● Exercise directions: Locate every line in the rows below that contains the word "bark" and copy each of those lines out in full.

● Extracted records:
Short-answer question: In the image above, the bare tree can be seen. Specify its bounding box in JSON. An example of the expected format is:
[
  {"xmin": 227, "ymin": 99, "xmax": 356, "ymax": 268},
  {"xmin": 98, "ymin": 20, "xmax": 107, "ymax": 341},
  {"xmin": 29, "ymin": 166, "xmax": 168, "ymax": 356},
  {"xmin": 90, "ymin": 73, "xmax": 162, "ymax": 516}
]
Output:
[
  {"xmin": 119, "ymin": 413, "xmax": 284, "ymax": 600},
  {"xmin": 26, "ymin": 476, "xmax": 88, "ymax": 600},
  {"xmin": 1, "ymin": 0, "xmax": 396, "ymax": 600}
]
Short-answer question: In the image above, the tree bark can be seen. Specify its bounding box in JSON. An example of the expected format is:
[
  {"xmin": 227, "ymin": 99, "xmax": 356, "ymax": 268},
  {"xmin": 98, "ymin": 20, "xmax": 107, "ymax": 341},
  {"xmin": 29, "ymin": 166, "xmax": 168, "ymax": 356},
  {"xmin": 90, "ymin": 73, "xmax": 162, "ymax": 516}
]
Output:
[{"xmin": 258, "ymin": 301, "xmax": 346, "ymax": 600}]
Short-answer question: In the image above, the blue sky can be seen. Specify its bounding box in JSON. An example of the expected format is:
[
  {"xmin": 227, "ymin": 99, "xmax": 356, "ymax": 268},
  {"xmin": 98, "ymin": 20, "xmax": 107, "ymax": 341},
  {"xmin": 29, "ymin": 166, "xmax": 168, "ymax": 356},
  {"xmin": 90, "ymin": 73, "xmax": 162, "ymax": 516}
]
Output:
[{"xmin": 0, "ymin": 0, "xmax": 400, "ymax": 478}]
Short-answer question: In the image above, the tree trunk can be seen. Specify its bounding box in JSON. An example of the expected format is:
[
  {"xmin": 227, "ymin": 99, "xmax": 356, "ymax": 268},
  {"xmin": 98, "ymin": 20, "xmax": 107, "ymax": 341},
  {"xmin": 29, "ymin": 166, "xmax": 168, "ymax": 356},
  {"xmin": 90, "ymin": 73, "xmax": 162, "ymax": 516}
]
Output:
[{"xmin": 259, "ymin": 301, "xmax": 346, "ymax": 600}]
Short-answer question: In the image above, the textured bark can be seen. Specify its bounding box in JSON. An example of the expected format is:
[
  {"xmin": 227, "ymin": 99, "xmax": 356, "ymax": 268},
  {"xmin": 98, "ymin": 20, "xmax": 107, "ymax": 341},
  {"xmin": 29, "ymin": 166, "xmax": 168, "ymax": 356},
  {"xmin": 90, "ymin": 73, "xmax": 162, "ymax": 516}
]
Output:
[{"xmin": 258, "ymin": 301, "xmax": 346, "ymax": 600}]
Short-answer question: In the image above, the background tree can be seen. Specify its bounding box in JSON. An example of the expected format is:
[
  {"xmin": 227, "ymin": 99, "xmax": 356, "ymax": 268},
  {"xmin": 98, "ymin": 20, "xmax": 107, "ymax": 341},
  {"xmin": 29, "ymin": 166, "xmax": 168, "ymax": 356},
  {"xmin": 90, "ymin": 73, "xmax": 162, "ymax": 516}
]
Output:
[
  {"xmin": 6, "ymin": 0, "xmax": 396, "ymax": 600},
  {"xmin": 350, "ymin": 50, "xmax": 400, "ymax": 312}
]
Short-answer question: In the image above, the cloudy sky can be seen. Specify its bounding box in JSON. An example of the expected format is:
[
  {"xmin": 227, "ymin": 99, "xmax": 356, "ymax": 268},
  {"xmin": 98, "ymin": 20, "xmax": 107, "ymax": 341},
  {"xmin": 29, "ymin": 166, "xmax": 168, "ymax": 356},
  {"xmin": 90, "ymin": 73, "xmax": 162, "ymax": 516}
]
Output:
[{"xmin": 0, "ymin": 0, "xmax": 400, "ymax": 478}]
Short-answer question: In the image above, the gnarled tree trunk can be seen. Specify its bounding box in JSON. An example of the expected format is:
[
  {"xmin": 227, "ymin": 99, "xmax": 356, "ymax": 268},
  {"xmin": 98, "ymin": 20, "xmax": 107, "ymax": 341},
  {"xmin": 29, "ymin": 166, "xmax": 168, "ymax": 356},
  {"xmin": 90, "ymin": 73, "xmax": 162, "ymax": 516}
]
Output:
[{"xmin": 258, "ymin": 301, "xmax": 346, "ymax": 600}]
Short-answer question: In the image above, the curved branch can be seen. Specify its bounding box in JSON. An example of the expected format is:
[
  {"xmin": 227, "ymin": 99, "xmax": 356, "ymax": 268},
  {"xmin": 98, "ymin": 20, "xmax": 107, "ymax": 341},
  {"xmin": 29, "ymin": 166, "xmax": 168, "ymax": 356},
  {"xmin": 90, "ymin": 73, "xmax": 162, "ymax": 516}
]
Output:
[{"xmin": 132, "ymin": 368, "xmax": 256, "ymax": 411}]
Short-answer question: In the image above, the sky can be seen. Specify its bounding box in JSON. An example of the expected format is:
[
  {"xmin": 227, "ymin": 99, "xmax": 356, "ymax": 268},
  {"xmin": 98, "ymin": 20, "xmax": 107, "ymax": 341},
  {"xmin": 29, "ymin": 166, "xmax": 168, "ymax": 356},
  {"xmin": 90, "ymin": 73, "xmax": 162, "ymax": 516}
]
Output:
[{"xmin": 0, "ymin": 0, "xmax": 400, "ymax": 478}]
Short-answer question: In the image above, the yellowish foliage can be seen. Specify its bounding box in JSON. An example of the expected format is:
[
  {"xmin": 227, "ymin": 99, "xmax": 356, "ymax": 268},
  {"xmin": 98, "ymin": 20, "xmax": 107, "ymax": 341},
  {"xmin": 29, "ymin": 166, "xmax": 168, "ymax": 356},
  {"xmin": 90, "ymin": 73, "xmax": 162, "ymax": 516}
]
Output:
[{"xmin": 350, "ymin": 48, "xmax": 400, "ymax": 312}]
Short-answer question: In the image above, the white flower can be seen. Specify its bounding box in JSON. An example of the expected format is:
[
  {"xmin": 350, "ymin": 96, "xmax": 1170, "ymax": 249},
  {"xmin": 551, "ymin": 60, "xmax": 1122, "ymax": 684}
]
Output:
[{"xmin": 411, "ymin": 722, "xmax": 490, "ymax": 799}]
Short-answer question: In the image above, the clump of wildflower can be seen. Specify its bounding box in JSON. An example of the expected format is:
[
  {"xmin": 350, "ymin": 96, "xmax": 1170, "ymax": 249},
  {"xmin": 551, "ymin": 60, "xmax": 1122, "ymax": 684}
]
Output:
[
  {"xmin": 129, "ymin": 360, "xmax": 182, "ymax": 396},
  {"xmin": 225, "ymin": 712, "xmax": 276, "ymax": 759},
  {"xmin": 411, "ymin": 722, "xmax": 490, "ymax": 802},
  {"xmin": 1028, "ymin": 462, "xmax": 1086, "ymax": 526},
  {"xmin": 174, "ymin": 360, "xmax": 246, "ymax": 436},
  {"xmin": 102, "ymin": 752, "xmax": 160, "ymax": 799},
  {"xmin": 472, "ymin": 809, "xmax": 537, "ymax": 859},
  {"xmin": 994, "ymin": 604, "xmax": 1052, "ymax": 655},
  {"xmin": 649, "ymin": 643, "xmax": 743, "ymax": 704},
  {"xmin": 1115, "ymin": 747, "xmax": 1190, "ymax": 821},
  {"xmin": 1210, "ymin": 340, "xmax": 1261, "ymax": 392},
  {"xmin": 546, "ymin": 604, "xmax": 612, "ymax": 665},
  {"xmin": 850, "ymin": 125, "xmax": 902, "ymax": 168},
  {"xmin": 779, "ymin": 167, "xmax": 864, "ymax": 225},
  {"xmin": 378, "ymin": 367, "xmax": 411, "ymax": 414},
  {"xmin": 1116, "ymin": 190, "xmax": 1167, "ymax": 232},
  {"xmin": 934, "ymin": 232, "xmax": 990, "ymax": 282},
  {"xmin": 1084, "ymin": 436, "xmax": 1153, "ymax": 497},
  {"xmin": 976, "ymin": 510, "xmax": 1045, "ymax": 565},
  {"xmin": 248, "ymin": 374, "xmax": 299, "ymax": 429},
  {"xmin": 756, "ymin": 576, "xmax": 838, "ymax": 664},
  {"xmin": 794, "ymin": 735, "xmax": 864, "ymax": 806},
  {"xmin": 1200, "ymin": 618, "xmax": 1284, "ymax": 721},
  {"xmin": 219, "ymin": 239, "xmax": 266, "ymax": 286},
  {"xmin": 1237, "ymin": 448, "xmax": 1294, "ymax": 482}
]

● Complete answer:
Short-answer question: In the image above, the tree bark can be seen. Specify its bounding box in JSON. An example of the expected format is:
Short-answer question: In the image above, the textured bark can be seen. Specify its bounding box in JSON. An example of the expected format is:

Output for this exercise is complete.